**Task requirements**: Identify each line in the material below that contains the string "green", and copy those lines out in full.

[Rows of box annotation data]
━━━━━━━━━━━━━━━━

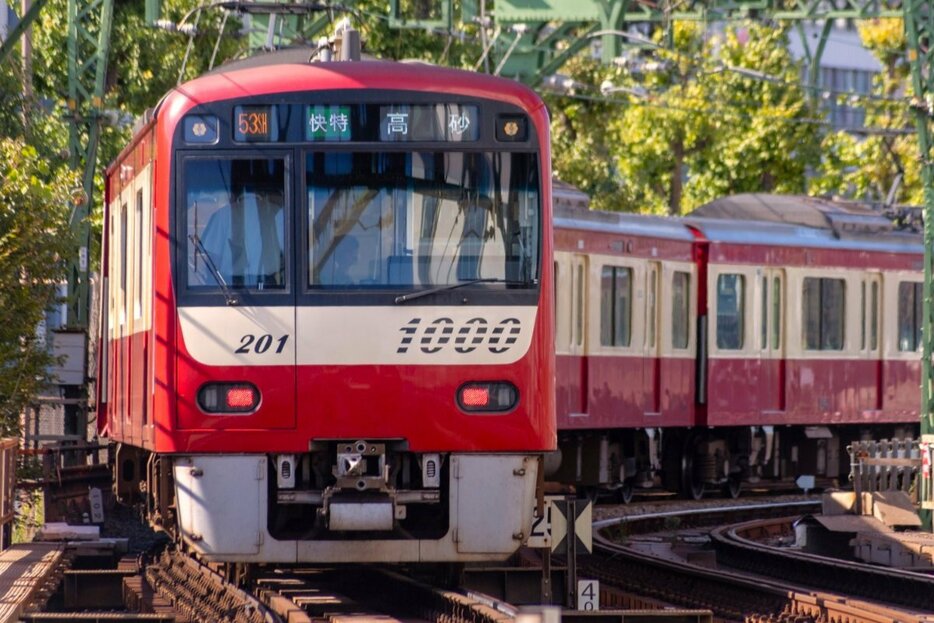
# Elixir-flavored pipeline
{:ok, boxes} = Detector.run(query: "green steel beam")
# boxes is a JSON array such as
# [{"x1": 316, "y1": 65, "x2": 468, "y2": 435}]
[
  {"x1": 526, "y1": 24, "x2": 600, "y2": 86},
  {"x1": 905, "y1": 0, "x2": 934, "y2": 529},
  {"x1": 0, "y1": 0, "x2": 49, "y2": 65},
  {"x1": 67, "y1": 0, "x2": 113, "y2": 329}
]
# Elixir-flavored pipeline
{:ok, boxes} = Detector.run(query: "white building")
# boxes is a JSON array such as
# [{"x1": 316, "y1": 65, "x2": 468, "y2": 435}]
[{"x1": 789, "y1": 24, "x2": 882, "y2": 130}]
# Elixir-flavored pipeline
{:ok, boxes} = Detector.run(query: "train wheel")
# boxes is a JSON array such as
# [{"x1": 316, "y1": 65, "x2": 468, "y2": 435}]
[
  {"x1": 616, "y1": 480, "x2": 633, "y2": 504},
  {"x1": 723, "y1": 476, "x2": 743, "y2": 500}
]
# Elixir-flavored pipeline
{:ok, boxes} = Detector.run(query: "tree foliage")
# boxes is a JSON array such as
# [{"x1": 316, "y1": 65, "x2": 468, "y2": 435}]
[
  {"x1": 812, "y1": 19, "x2": 923, "y2": 205},
  {"x1": 552, "y1": 22, "x2": 821, "y2": 214},
  {"x1": 0, "y1": 138, "x2": 77, "y2": 435}
]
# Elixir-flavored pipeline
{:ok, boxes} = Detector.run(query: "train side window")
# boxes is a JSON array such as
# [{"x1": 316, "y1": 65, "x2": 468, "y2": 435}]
[
  {"x1": 859, "y1": 281, "x2": 866, "y2": 350},
  {"x1": 574, "y1": 264, "x2": 584, "y2": 346},
  {"x1": 898, "y1": 281, "x2": 924, "y2": 351},
  {"x1": 772, "y1": 277, "x2": 782, "y2": 350},
  {"x1": 646, "y1": 266, "x2": 658, "y2": 347},
  {"x1": 717, "y1": 274, "x2": 746, "y2": 350},
  {"x1": 671, "y1": 271, "x2": 691, "y2": 348},
  {"x1": 801, "y1": 277, "x2": 846, "y2": 350},
  {"x1": 133, "y1": 189, "x2": 146, "y2": 318},
  {"x1": 120, "y1": 203, "x2": 130, "y2": 324},
  {"x1": 600, "y1": 266, "x2": 632, "y2": 346},
  {"x1": 554, "y1": 260, "x2": 559, "y2": 339},
  {"x1": 759, "y1": 277, "x2": 769, "y2": 350}
]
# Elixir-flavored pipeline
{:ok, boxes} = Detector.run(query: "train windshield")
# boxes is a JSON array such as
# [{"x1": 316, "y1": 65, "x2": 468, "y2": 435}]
[
  {"x1": 305, "y1": 152, "x2": 541, "y2": 289},
  {"x1": 184, "y1": 158, "x2": 290, "y2": 290}
]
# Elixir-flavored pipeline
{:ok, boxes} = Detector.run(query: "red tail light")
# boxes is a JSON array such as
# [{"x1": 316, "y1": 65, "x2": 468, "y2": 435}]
[
  {"x1": 198, "y1": 383, "x2": 259, "y2": 413},
  {"x1": 457, "y1": 381, "x2": 519, "y2": 413}
]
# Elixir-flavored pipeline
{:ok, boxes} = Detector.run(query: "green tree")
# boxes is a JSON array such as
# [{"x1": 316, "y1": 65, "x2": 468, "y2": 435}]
[
  {"x1": 553, "y1": 22, "x2": 822, "y2": 214},
  {"x1": 0, "y1": 138, "x2": 77, "y2": 435},
  {"x1": 812, "y1": 19, "x2": 923, "y2": 205}
]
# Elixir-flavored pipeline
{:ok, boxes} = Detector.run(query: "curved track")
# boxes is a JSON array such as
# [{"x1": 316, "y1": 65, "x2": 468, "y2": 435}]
[
  {"x1": 710, "y1": 519, "x2": 934, "y2": 612},
  {"x1": 592, "y1": 503, "x2": 934, "y2": 623}
]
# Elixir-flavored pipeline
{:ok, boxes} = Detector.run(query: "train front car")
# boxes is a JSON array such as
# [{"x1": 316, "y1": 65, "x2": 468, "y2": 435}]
[{"x1": 102, "y1": 54, "x2": 556, "y2": 562}]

━━━━━━━━━━━━━━━━

**Right answer**:
{:ok, boxes} = Detector.run(query: "green steel beam")
{:ok, boxes} = Detector.run(query: "green tree")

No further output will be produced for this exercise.